** DATASET RECORDS **
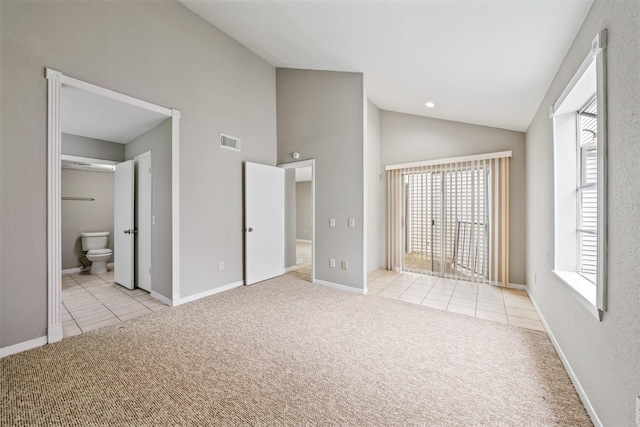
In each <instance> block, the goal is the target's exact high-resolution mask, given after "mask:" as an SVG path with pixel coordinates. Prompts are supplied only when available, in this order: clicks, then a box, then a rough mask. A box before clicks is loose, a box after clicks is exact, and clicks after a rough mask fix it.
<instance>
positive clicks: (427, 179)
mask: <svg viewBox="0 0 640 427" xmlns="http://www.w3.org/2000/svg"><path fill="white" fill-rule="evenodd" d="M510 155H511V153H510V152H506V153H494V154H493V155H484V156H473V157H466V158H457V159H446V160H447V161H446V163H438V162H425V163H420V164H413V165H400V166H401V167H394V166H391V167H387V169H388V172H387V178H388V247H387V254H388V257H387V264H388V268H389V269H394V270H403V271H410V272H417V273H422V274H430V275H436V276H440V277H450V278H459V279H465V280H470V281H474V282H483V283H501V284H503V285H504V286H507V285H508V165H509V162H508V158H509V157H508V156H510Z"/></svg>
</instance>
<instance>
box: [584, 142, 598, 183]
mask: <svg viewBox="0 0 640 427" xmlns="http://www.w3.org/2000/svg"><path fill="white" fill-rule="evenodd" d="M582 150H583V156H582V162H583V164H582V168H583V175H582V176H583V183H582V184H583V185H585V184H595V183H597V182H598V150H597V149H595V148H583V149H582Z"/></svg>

** WRITTEN TASK **
Rewrite the data above so that each "clicks" becomes "taps" and everything else stays the same. Omit the pictures.

** SOLVED EXERCISE **
In each <instance> block, the goal is the target's exact high-resolution mask, given after "mask:" as an SVG path with pixel coordinates. Prompts are supplied only when available, in this order: taps, then a box, then a rough mask. A box before taps is loose, a box after taps is exact, and taps after a rough mask fix it.
<instance>
positive taps: (427, 179)
mask: <svg viewBox="0 0 640 427" xmlns="http://www.w3.org/2000/svg"><path fill="white" fill-rule="evenodd" d="M510 155H511V153H510V152H506V153H494V154H493V155H484V156H473V157H466V158H457V159H446V160H447V161H446V163H438V162H425V163H420V164H413V165H400V166H401V167H394V166H391V167H387V169H388V172H387V178H388V247H387V254H388V257H387V264H388V268H389V269H394V270H403V271H410V272H417V273H422V274H430V275H436V276H440V277H450V278H459V279H465V280H470V281H474V282H483V283H501V284H503V285H504V286H507V285H508V165H509V162H508V158H509V157H508V156H510Z"/></svg>
</instance>
<instance>
box: [584, 142, 598, 183]
mask: <svg viewBox="0 0 640 427" xmlns="http://www.w3.org/2000/svg"><path fill="white" fill-rule="evenodd" d="M582 150H583V156H582V162H583V164H582V168H583V175H582V176H583V183H582V184H583V185H585V184H595V183H597V182H598V150H597V149H595V148H583V149H582Z"/></svg>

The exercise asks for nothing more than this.